Task goal:
Check every line of the entries below for "clicks", and copy the lines that have it.

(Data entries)

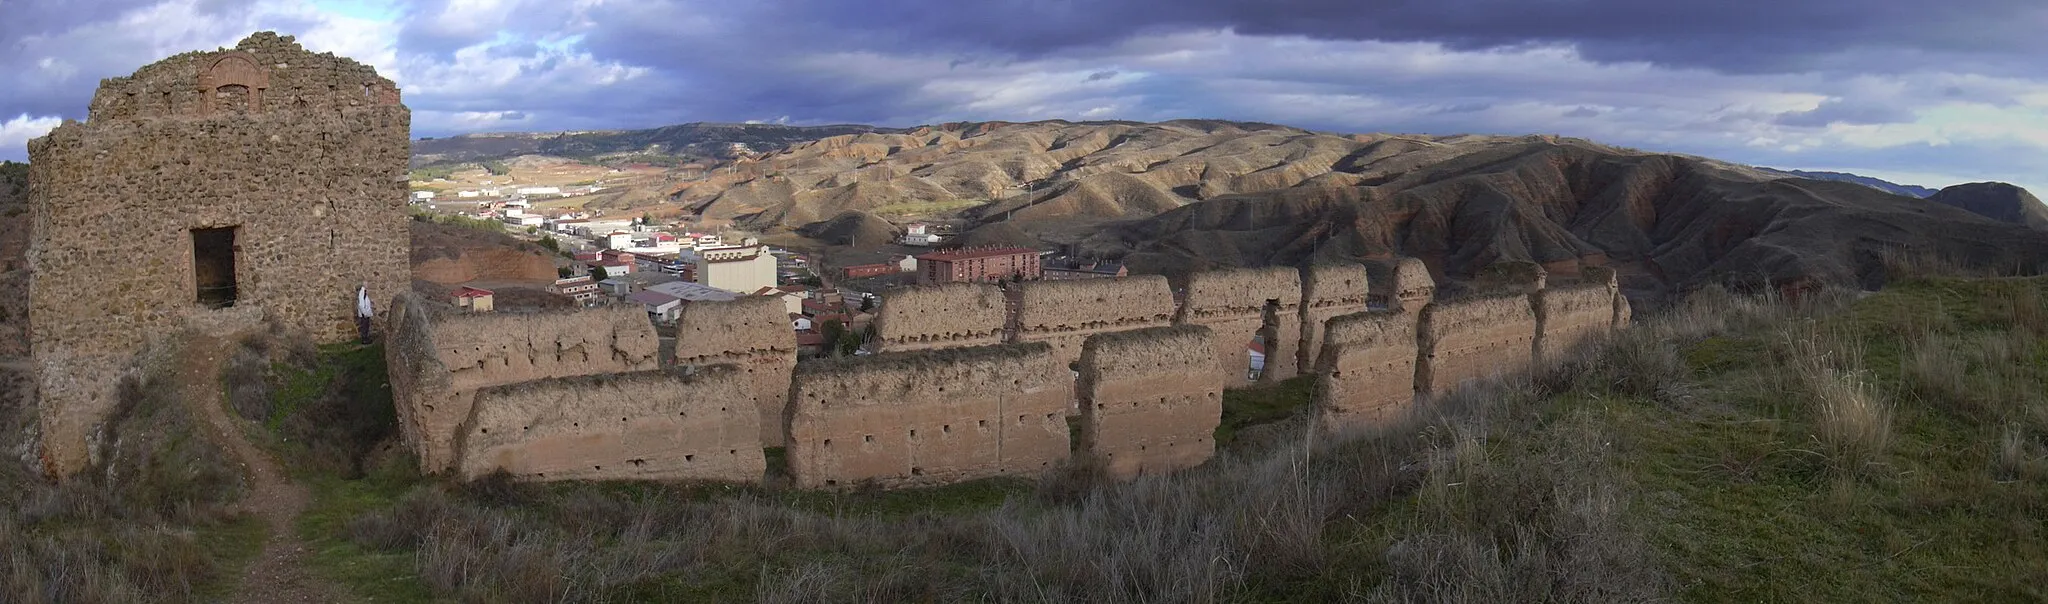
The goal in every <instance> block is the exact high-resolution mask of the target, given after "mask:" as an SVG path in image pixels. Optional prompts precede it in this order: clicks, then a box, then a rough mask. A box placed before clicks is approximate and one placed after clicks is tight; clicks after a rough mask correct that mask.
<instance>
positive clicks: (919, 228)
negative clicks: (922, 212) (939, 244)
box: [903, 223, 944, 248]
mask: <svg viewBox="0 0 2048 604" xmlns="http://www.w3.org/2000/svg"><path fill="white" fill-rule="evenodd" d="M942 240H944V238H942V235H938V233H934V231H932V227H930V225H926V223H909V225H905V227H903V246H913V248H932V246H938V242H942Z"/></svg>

Your solution:
The goal in every <instance> block is the exact high-resolution mask of the target, given after "mask:" as an SVG path in image pixels. Optional prompts precede it in this order: clicks, then a box, then a rough mask. A box placed before clicks is approximate and one placed after clicks is tight; clicks after a rough mask correct that mask.
positive clicks: (919, 228)
negative clicks: (922, 212) (939, 244)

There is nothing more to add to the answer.